**The exercise**: Copy every one of the following rows word for word, keeping each line and its order unchanged.

**Exercise material**:
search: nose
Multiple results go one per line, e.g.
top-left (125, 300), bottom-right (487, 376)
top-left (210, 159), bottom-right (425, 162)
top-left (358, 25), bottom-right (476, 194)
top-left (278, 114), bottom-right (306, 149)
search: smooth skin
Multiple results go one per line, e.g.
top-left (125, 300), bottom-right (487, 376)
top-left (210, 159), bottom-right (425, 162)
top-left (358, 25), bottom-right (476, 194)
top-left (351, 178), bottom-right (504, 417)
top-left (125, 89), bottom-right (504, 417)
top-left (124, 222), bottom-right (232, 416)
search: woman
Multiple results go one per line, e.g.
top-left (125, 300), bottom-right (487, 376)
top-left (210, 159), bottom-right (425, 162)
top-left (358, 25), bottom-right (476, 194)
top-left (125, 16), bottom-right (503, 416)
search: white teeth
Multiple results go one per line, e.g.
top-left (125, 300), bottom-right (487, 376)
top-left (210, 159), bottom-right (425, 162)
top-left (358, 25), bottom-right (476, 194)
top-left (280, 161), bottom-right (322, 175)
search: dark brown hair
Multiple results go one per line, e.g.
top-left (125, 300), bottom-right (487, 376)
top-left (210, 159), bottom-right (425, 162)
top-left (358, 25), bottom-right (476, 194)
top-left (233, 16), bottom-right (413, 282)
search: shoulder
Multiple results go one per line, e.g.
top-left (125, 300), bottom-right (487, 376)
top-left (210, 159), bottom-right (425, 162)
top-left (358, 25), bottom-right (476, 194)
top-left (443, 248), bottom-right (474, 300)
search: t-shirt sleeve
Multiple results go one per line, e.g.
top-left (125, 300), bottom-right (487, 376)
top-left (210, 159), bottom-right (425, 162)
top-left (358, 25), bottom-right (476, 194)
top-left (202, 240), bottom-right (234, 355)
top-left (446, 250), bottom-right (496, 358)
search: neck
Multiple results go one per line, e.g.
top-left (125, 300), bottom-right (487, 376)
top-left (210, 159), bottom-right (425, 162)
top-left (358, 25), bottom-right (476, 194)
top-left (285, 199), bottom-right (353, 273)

**Written reply**:
search: nose
Multiple results go one per line, e.g.
top-left (125, 300), bottom-right (487, 376)
top-left (210, 159), bottom-right (425, 162)
top-left (358, 25), bottom-right (476, 194)
top-left (278, 114), bottom-right (306, 149)
search: smooth skin
Multiple results go one per line, e.g.
top-left (125, 300), bottom-right (487, 376)
top-left (210, 159), bottom-right (425, 162)
top-left (358, 25), bottom-right (476, 194)
top-left (351, 178), bottom-right (504, 417)
top-left (125, 89), bottom-right (504, 417)
top-left (124, 222), bottom-right (232, 416)
search: woman
Multiple results go one per line, e.g.
top-left (125, 300), bottom-right (487, 376)
top-left (210, 159), bottom-right (425, 162)
top-left (358, 25), bottom-right (476, 194)
top-left (125, 16), bottom-right (503, 416)
search: white teeth
Multiple results go one per line, e.g.
top-left (125, 300), bottom-right (487, 376)
top-left (210, 159), bottom-right (425, 162)
top-left (358, 25), bottom-right (476, 194)
top-left (280, 161), bottom-right (322, 175)
search: dark brown hair
Multiple results go one per line, e.g.
top-left (125, 300), bottom-right (487, 376)
top-left (210, 159), bottom-right (425, 162)
top-left (358, 25), bottom-right (476, 194)
top-left (233, 16), bottom-right (413, 282)
search: shoulder
Multiple results go one per line, e.g.
top-left (125, 300), bottom-right (487, 376)
top-left (210, 159), bottom-right (425, 162)
top-left (358, 25), bottom-right (476, 194)
top-left (443, 248), bottom-right (474, 300)
search: t-shirt sleeve
Multiple results go one per line, e.g.
top-left (125, 300), bottom-right (487, 376)
top-left (210, 159), bottom-right (425, 162)
top-left (358, 25), bottom-right (476, 194)
top-left (202, 240), bottom-right (234, 355)
top-left (446, 250), bottom-right (496, 358)
search: neck
Multiple results go one per line, e.g.
top-left (125, 300), bottom-right (487, 376)
top-left (210, 159), bottom-right (425, 162)
top-left (358, 25), bottom-right (476, 194)
top-left (285, 199), bottom-right (353, 273)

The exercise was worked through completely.